Pictures don't belong in the copy; print all the records exactly.

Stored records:
+ + + + + + +

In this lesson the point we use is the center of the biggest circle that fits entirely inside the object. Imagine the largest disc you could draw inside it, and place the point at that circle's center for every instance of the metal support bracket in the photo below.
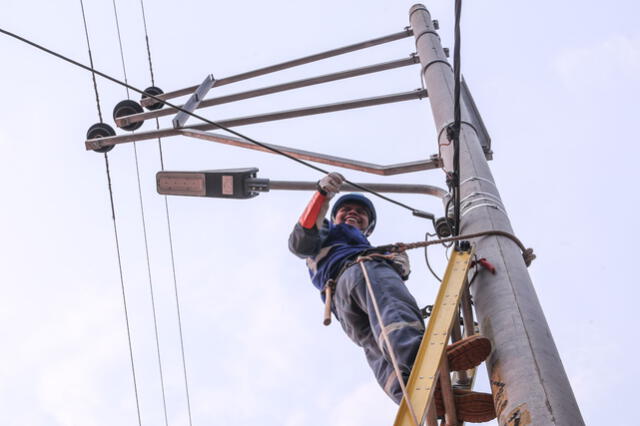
(193, 102)
(388, 170)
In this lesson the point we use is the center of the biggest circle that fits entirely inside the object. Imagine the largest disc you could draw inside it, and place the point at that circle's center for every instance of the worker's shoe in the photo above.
(468, 352)
(472, 407)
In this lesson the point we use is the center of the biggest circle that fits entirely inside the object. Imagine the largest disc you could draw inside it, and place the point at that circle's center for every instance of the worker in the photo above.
(330, 248)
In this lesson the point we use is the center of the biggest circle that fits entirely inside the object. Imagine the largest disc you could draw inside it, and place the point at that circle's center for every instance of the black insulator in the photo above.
(153, 91)
(128, 107)
(101, 130)
(443, 227)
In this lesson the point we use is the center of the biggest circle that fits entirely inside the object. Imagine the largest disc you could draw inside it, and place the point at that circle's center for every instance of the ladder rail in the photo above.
(424, 375)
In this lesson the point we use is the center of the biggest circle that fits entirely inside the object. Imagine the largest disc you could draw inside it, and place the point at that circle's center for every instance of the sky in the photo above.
(556, 85)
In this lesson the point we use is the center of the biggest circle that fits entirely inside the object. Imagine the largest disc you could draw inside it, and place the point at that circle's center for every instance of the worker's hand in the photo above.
(331, 184)
(401, 264)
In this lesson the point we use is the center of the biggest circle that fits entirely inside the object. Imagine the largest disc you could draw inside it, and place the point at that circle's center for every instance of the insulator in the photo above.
(128, 107)
(101, 130)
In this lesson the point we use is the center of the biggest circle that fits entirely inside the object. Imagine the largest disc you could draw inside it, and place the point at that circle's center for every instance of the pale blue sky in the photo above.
(556, 84)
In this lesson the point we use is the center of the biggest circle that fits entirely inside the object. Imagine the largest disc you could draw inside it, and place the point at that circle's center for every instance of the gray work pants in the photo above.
(400, 314)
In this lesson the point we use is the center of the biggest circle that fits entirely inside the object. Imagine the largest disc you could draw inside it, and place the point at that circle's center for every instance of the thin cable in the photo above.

+ + + + + + +

- **TASK RESPONSE**:
In this lesson the point we use is the center of the biggest circle that fits entirely inside the object. Imagine the largest disc you could draw inside it, and place the point at that circle's center for every instance of the metal support bracket in the photo below.
(193, 102)
(388, 170)
In this lesson the point we use is the center of the biggest circle that fits entirely inside the object. Imagine the largest disc you could draw inside it, and place the point at that circle's center for every instance of the worker's shoe in the photo above.
(468, 352)
(472, 407)
In this lesson the point we use is the center of the biggest circle that fits entirely inside the object. Imagine the largest disc you could draw inside it, and place the point at that circle's center for every instance of the worker in the photo above.
(330, 248)
In this lesson the point we use is the center of the biggest circle that fits entirely inside the object. Imagine the largest disc you could draw inside it, and place the point at that circle's center for every instance of the black insulator in the photo above.
(153, 91)
(128, 107)
(101, 130)
(443, 227)
In this lesson the point we use is the center of the biggest circle that fits entirely inside the object. Imagine the largest disc you could draw inside it, and place the point at that circle's center for every instance of the ladder rail in the photo above.
(424, 375)
In this lesson the point we use is the center of the biggest circle that fits entirely inside the object. Imagine the largest disc you could draw inside it, and place the point at that circle's center for every instance of the sky in the photo above.
(556, 85)
In this lesson the point we use is the center of the biggest circle that fits entirely inside the object. Imagine the largest disc you could draw inside it, and place the point at that circle's center for every instance of the worker's hand in the photo above.
(331, 184)
(401, 264)
In this lesson the point we use is the center of the biggest circle that fits entirely inside the object. Imagine the largest disc you could draw inside it, and place the point at that circle's center for every instance of the insulator in the photo above.
(128, 107)
(101, 130)
In this lesson the point we use is the center of the biggest circle that fits entirely inside the object. Imagine the largest disc you could draw inside it, and place the point at that circle's center for every instance of the pale blue sky in the photo above.
(556, 84)
In this lesson the point we use is the center of the biggest circle that fits entirely inside the object. Imagine the largest disc you could draw inside it, and place the point at that circle's center for every instance of the gray work pants in the photo above.
(400, 314)
In this lesson the point we use is the center of the biggest circle that fits entirely inside the object. Imagine the largest disc you could draw inside it, and place the point at that circle's center for every instance of the thin cable in the photo above.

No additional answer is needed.